▶

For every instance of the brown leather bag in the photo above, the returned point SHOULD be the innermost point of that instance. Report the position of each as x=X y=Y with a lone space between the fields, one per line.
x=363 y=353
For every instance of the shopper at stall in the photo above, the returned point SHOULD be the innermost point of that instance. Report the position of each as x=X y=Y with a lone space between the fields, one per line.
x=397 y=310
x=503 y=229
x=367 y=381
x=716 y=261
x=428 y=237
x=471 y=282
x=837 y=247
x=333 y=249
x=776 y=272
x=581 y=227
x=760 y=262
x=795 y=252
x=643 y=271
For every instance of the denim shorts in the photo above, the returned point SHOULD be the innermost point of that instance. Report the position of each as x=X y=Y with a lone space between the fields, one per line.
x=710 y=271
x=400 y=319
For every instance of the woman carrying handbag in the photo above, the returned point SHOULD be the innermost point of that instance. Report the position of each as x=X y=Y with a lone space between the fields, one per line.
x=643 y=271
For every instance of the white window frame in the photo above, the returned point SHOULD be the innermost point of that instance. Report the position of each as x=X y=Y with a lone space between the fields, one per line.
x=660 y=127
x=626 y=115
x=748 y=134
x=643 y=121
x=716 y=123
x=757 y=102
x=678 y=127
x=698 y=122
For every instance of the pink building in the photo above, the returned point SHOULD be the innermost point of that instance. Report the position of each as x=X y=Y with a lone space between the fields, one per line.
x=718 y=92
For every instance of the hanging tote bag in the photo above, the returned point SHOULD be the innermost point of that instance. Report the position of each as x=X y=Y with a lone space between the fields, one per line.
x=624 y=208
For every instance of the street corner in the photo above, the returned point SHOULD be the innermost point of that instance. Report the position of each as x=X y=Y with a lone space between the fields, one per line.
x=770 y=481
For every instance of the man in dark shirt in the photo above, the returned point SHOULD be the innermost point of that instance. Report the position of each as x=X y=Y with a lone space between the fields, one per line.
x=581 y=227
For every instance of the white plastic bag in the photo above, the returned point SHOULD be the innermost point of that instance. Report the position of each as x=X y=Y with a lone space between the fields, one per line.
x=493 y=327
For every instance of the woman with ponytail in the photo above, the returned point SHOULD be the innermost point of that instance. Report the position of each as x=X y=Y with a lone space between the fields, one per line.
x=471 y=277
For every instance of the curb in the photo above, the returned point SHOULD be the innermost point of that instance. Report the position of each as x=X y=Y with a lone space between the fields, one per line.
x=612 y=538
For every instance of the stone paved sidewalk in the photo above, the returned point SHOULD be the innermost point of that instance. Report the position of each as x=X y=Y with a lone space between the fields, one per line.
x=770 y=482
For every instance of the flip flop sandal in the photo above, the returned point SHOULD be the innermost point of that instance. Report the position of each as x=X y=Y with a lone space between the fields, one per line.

◀

--- TRY IT ---
Write out the records in full, exactly as they appear above.

--- COMPLETED EXERCISE ---
For every instance of the brown leather bag in the photo above, the returned point SHOULD be the innermost point of that instance. Report the position of each as x=X y=Y with a lone space between the fields, one per line.
x=363 y=353
For every instance of the shopper at stall in the photo above, the returned point SHOULD be the innermost point of that instance. Report the position of each as x=X y=Y with a lone space between the fields, one per line.
x=397 y=310
x=503 y=229
x=367 y=381
x=716 y=261
x=428 y=237
x=471 y=282
x=837 y=247
x=333 y=249
x=776 y=272
x=581 y=227
x=760 y=262
x=795 y=252
x=643 y=271
For every instance of the denim shorts in the photo above, the returned point SHOULD be the innermost point of that instance. Report the position of each as x=X y=Y with a lone space between the fields, one per line.
x=710 y=271
x=400 y=319
For every instance of the woman carrying handbag in the photo above, the returned point SHOULD be the innermost point of that instance. Report the position of each as x=X y=Y with a lone space between the fields, one per line.
x=643 y=271
For every instance of the white window frame in the photo above, the returned point SHOULD be the innermost point of that instance. Report the position of each as x=X y=Y with a lone space between the fields, one per line.
x=660 y=127
x=626 y=115
x=748 y=134
x=643 y=121
x=716 y=123
x=757 y=102
x=678 y=127
x=698 y=122
For every instance of the pink building in the photo above, the returned point SHOULD be the innermost point of that instance. Report the position of each as x=X y=Y with a lone space between the fields, one per line.
x=718 y=92
For every instance of the hanging tote bag in the photo above, the returned point SHOULD be the innermost point of that instance. Report the position of each as x=X y=Y with a lone space between the fields, one per line.
x=624 y=208
For every instance of the street corner in the photo above, the returned point SHOULD be the innermost point of that instance. Report the position of each as x=X y=Y with a lone space between the fields, one per line.
x=770 y=481
For every instance of the man in dark shirt in the photo above, the returned point SHOULD be the innermost point of that instance. Report the position of each as x=X y=Y with a lone space between the fields, one per line.
x=581 y=227
For every instance of the white plastic bag in the photo above, the returned point SHOULD be the innermost point of that instance. Report the position of each as x=X y=Y with a lone space between the fields, one per line.
x=493 y=327
For every instance of the woman with ponytail in the photo above, the returned point SHOULD be the innermost point of that instance. Report the position of each as x=X y=Y with a lone space between the fields, one per line.
x=471 y=277
For every instance of the curb in the photo above, the returned point SHOULD be the innermost point of that instance. Report the position of each as x=X y=Y with a lone space between the fields, one per line.
x=612 y=538
For every instance of the stone paved sidewalk in the photo above, the returned point SHOULD be the innermost point of that instance. Report the position of each as x=X y=Y with a lone space between the fields, one per line.
x=770 y=482
For every instance of the flip flop sandal in the photo above, the returned point SHOULD be the innermost point of that instance. Report the position of each as x=X y=Y with a lone space between the fields, one per line.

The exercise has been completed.